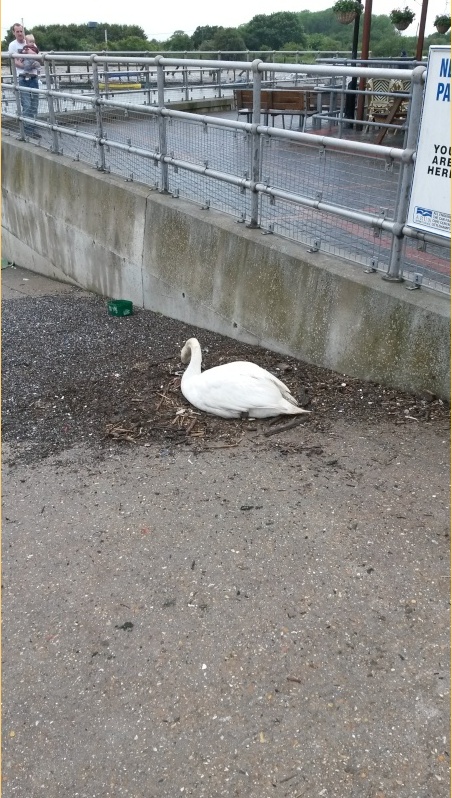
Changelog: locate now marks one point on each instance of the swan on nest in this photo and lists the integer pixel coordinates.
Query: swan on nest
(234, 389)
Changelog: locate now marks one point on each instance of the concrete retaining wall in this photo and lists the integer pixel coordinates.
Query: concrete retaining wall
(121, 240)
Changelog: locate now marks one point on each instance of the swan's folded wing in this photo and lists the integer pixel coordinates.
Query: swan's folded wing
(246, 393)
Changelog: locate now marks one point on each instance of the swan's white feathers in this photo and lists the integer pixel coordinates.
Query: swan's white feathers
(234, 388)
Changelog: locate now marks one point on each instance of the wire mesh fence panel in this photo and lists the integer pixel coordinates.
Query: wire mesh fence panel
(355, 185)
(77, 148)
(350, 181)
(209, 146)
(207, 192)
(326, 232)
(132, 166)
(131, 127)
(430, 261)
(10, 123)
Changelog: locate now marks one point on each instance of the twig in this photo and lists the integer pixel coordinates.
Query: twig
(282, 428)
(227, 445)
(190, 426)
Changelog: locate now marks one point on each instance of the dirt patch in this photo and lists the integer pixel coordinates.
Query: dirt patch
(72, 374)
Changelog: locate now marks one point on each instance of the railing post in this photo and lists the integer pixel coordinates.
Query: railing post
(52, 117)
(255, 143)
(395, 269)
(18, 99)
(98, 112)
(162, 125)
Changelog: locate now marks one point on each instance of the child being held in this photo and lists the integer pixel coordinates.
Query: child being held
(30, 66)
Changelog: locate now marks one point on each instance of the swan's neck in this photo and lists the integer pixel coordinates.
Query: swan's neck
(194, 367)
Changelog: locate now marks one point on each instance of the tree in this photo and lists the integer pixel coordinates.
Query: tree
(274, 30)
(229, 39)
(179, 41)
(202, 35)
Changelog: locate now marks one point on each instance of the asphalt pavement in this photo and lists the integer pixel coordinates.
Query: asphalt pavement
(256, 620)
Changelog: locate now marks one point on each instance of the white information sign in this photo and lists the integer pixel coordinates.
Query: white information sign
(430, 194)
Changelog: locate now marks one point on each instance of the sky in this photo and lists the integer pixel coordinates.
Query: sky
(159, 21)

____________________

▸ Assigned task
If an entry above contains a picture, leave that picture out and copy everything else exactly.

▸ Answer
Changelog: locate now marks one point on each instance of the swan on nest in this photo and lists the integer pixel coordinates.
Query: swan on nest
(234, 389)
Changelog: locate now marks one point on each instance of the concrete retaining wall in this photo and lists the integer pixel coordinates.
Query: concrete retaining wall
(121, 240)
Changelog: locate now marks one point on each instance of the swan's folded wing in this photo and lists the integer pixel coordinates.
Query: swan's folded wing
(246, 393)
Changelog: locate now marks one point on each instance of the swan's white feathers in this photo and lists the integer pixel coordinates.
Query: swan's white feathers
(234, 388)
Changelog: locate now marks one point on each instance of the wire mesh fence panel in this photo and lists the integer pixel coordinates.
Query: wire mesh fence panel
(355, 185)
(77, 148)
(350, 181)
(209, 146)
(207, 192)
(326, 232)
(132, 166)
(131, 127)
(430, 261)
(10, 123)
Changelog: locate now marks one point on each instance of the twig in this photo and lists the integer pixel coordinates.
Query: twig
(282, 428)
(227, 445)
(190, 426)
Changelog: locate now marks one point on each instance of the dirt patch in this photo and lists the integer pixel coordinates.
Query: dirt patch
(72, 374)
Changelog: locate now marks one point on each instance of the railing post in this photo and lists the integer pixel coordinates.
Query: railing post
(52, 117)
(255, 143)
(395, 269)
(18, 99)
(98, 112)
(162, 125)
Changelog: locate now marks one point on each instance of the child being held in this photo and lists the integer pixel coordinates.
Query: child being held
(30, 66)
Changelog: locate now marks one point on each instance of the swan's neck in this photo and lists the integer pixel coordinates.
Query: swan's neck
(194, 367)
Changelog: locate now marks one point on each instance of the tree in this photo and lists the integer pixel coordinates.
Query: tree
(274, 30)
(229, 39)
(179, 41)
(202, 35)
Changelog: locate now marks one point on each instance of the asphalt pavement in this photo and lists the integer pixel coordinates.
Query: asphalt pavement
(256, 620)
Changelog: locate now marks one point on each instance of the white information sign in this photo and lists the integer pixel coordinates.
Query: white information sign
(430, 194)
Changelog: locate now marks one point on each instance of the sky in this photo and lists the integer pixel coordinates.
Query: sky
(159, 21)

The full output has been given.